(Excerpt provided)

4 Cases Solved With Digital Evidence

4 Cases Solved With Digital Evidence

Digital evidence has changed the legal and criminal justice system. Today, forensics and evidence is much more complicated than haphazardly discarded weapons and chalk outlines. Almost all crimes, not just cybercrimes committed in the digital sphere, have some sort digital evidence attached. The vast digital footprints left behind by criminals can be used to either prosecute or prove innocence. As more technology hits the market and is utilized for ill intents, digital evidence will continue to mount.

Here are 4 cases solved using digital evidence.

Murder of Kari Baker

One of the earlier cases using digital evidence was the murder of Kari Baker. In 2010, Baker’s husband, Matt Baker was convicted of his wife’s murder and sentenced to 65 years in prison. In 2006, Texas elementary school teacher, Kari Baker was found dead from a supposed suicide by sleeping pills. Baker had forged a suicide note for police. When police searched his computer, the history revealed searches for “overdosing on sleeping pills”. That, along with physical evidence of the pills was enough to convict Baker.

The BTK Killer

Another instance of early digital evidence could be seen as a precursor to what was coming in the criminal justice system. A now-primitive form of technology led to the capture of one the infamous murderers in American history. Dennis Rader, who went by the self-imposed moniker the BTK Killer, murdered 10 people in Wichita, Kansas from 1974 to 1991. In 2004, thirty years after his first murder, Rader began taunting police by sending the police and media outlets items from his crimes, including photos and word puzzles. Rader mailed a floppy disk containing one of these puzzles to a media outlet.  Police were able to extract the data on the disk and trace it back to Rader, leading to his arrest. Rader has been serving 10 life sentences since 2005.

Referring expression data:
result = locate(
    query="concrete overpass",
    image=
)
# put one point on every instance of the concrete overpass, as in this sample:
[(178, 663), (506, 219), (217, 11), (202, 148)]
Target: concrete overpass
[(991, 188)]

(Brief 1) In the article on cases solved with digital evidence, how many years in prison did Matt Baker receive?
(Brief 2) Carry on the article on cases solved with digital evidence, starting after its final sentence.
The lines have no connection to the article on cases solved with digital evidence.

(Task response 1) 65 years

(Task response 2)
Ross Compton

One of the most interesting pieces of digital evidence was used in the Ross Compton case. In 2016, Compton set fire to his Middletown, Ohio home as a part of an insurance fraud scam. During the investigation of the fire, Compton, who has a pacemaker with an external pump, told police he was asleep when the fire started. He told police when he woke up and saw the fire, he packed a suitcase, broke his bedroom window with a cane, and escaped. During the investigation, police ordered the data from Compton’s pacemaker and consulted with a cardiologist who found that Compton could not have escaped the fire based on data from his pacemaker. Compton also submitted forged medical records that did not match the pacemaker data. The pacemaker data included heart rate, pacer demand, and heart rhythms which were used as evidence to prove insurance fraud and arson.

Michelle Carter and Conrad Roy

The recent and controversial “texting suicide case” was prosecuted entirely on the existence of digital evidence. Michelle Carter was convicted of involuntary manslaughter in 2017 after text messages and phone calls showed she convinced her then-boyfriend Conrad Roy III to commit suicide. In 2014, Carter instructed Roy by phone and text to commit suicide with carbon monoxide poisoning, and did not alert Roy’s family or authorities to his location. The text message exchanges between the volatile couple led to Carter’s conviction and further brought the importance of digital evidence to the national stage. Carter, who was a teenager at the time of Roy’s death, was sentenced two-and-a-half years in prison. Earlier this month, it was announced Carter would be released early.